Selected text.
• • • •
Peasant migration has occurred partly with help from drug traffickers known as narcoganaderos, or narco-ranchers, who have paid peasants to clear forest and use the land for crops or livestock, says Yuri Melini, director of the Center for Legal, Environmental and Social Action (Calas), a Guatemala City-based nonprofit. In exchange, the traffickers operate airstrips on the cleared land to fly in Colombian cocaine, which is smuggled to the United States by way of Mexico, Melini says.
For centuries, the Petén’s proximity to the Mexican border and its vast expanse of dense, isolated jungle have provided ideal cover for smugglers. The trafficking these days involves timber, archaeological artifacts, U.S.-bound migrants and lucrative drug shipments such as a 660-pound (300-kg) cocaine cargo that police intercepted April 12. That shipment, valued at about US$3.5 million, was foiled in the village of La Casaca, in the municipality of La Libertad, about 30 miles (50 kms) south of the reserve.
Drug smuggling, however, is by no means the only cause of migration into the reserve. Also cited, for example, is the emerging African oil-palm industry in the southern portion of the Petén region. In the late 1990s, local palm-oil company Aceite Olmeca set up a huge plantation between the municipalities of Sayaxché and San Luis in southern Petén. Originally about 10,550 acres (4,270 has), the plantation has expanded steadily and now covers an area nearly 10 times as large. In the process, peasants have sold their plots—under pressure from the company, many of them say—and moved north toward the biosphere to find new land.
“Some of these people are dispossessed peasants and others are involved in drug trafficking,” says Vinicio Montero, Conap director for the Petén region. “It is important to remember that African palm monocultures have displaced entire communities. All the land in Sayaxché that is now used to grow African palm, almost 106,255 acres (43,000 has), used to belong to peasants with small landholdings. People sell their land, they often squander the money and then they invade protected areas.”
Byron Castellanos, director of the Guatemalan environmental group Balam, says the problem has been exacerbated by local politicians who during campaigning for general elections here last November promised peasant communities titles to land they occupy in the biosphere. Castellanos agrees with Montero on the impact of African palm monocultures, estimating that around 60% of the peasants who have invaded protected areas have come from southern Petén. The remaining 40% have arrived mainly from the neighboring departments of Alta Verapaz and Izabal, he says.
In March, Conap held a meeting with Interior Minister Vinicio Gómez and Defense Vice Minister Carlos Alvarado Fernández to find a solution to the growing loss of control in Petén. One of the government’s proposals has been to impose a state of emergency in the region and create a special army unit to safeguard the biosphere reserve.
Castellanos warns that dispatching troops “is a palliative measure,” saying that if the government does not take serious action to alleviate rural poverty, “there will be more [land] invasions in a year’s time.”
The pace of such migration could grow exponentially in future years, green groups say, if the Guatemalan government fully implements road projects contained in Plan Puebla Panamá (PPP). The plan, a US$10 billion infrastructure, utility and commercial-integration initiative, targets the 62 million people living in the nine southern states of Mexico and in Guatemala, Belize, Honduras, El Salvador, Nicaragua, Costa Rica, Colombia and Panama.
• • • •
Written problem 1.
Can you convert the rows, from the line containing "Every instance of the orange" up to and including the last line of the rows, into a Markdown table with the columns Number and Entry, skipping any blank lines?
The Petén article and the rows have nothing to do with each other.

Dataset records.
• • • •
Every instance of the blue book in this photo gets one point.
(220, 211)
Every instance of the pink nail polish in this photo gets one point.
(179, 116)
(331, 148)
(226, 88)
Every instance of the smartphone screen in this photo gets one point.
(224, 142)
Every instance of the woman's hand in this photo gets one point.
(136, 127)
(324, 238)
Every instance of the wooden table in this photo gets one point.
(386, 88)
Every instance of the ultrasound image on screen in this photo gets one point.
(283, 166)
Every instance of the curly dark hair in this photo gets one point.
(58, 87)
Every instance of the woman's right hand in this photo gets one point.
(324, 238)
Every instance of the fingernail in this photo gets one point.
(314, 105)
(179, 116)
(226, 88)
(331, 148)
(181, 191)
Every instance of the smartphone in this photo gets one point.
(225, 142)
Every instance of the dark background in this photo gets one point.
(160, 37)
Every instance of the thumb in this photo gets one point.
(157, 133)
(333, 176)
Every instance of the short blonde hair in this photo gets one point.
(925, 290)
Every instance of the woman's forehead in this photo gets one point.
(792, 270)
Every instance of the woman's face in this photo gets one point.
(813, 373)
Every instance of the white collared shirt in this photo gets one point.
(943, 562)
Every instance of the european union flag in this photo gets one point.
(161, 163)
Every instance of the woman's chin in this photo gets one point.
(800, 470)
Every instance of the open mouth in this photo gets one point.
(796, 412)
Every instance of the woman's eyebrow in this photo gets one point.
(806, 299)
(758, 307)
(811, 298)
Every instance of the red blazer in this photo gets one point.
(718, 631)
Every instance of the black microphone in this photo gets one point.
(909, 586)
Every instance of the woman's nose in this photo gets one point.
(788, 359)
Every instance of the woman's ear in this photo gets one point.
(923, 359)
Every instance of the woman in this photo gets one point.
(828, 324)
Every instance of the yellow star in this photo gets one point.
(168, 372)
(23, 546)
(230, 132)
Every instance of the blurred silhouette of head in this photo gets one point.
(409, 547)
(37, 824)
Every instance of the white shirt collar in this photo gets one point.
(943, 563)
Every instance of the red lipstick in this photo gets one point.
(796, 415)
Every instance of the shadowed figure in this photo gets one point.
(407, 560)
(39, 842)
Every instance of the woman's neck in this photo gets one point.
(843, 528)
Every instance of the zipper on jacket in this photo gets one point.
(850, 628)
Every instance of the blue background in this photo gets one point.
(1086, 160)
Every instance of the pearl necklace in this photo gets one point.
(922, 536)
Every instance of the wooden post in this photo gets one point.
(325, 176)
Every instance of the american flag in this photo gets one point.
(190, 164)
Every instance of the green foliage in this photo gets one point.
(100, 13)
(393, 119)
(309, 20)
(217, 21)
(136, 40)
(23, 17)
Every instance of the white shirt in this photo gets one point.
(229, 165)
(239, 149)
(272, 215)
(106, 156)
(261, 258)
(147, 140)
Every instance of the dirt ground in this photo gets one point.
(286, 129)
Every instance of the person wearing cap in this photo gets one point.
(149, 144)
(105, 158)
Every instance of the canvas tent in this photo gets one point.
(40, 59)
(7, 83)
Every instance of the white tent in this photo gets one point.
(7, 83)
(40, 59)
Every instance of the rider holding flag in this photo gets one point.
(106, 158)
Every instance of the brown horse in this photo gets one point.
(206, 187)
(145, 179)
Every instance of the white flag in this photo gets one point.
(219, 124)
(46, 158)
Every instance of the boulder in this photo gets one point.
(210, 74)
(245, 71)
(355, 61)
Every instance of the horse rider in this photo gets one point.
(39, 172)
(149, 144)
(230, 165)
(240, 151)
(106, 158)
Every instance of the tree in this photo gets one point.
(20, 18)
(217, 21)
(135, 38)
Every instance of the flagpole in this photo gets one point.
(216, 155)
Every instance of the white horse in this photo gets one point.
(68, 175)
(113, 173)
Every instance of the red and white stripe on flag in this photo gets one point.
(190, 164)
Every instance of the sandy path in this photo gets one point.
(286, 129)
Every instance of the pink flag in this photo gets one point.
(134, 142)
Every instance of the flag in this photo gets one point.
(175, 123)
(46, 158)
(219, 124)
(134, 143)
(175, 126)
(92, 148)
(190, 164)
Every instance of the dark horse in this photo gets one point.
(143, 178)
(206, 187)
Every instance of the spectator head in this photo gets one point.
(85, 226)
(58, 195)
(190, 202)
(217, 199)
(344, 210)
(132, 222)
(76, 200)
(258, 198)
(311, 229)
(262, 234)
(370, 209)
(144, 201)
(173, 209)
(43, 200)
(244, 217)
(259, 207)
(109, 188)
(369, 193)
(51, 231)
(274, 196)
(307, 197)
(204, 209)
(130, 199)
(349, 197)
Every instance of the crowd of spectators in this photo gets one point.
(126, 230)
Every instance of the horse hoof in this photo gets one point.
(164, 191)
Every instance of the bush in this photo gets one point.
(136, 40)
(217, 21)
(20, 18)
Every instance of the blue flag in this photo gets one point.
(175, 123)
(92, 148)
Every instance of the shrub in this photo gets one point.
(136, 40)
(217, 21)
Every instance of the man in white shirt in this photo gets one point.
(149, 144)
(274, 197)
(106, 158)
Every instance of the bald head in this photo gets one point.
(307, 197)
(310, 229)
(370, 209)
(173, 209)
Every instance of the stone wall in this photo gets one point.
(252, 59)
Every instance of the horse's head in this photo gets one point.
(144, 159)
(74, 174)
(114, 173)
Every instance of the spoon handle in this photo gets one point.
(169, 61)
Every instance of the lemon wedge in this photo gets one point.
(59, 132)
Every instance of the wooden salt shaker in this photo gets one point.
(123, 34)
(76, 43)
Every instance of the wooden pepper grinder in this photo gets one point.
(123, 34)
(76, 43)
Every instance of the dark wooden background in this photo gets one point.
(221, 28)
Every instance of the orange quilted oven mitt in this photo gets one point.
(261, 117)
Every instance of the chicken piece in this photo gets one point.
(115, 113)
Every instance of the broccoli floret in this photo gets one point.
• • • •
Written problem 2.
Could you transcribe the Petén article word for word, from "In March, Conap" up to and including "the biosphere reserve."?

Task result 1.
| Number | Entry |
|---|---|
| 1 | Every instance of the orange quilted oven mitt in this photo gets one point. |
| 2 | (261, 117) |
| 3 | Every instance of the chicken piece in this photo gets one point. |
| 4 | (115, 113) |
| 5 | Every instance of the broccoli floret in this photo gets one point. |

Task result 2.
In March, Conap held a meeting with Interior Minister Vinicio Gómez and Defense Vice Minister Carlos Alvarado Fernández to find a solution to the growing loss of control in Petén. One of the government’s proposals has been to impose a state of emergency in the region and create a special army unit to safeguard the biosphere reserve.